### THE REQUEST
Gather every line in the rows below that contains the word "beam" and copy each of those lines out in full.
-- start DATA FOR THE TASK --
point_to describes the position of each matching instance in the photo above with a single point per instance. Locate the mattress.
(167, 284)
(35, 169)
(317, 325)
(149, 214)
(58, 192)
-- end DATA FOR THE TASK --
-- start DATA FOR THE TASK --
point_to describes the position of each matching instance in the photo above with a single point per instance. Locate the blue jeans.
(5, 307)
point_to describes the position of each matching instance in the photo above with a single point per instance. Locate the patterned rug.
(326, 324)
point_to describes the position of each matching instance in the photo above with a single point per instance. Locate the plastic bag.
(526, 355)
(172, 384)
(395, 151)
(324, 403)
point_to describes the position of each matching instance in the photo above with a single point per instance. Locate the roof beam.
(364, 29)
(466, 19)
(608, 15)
-- end DATA FOR THE TASK --
### OUTPUT FOR THIS EXERCISE
point_to describes the position of each matching instance in the photo above with a single point per instance. Locate the roof beam.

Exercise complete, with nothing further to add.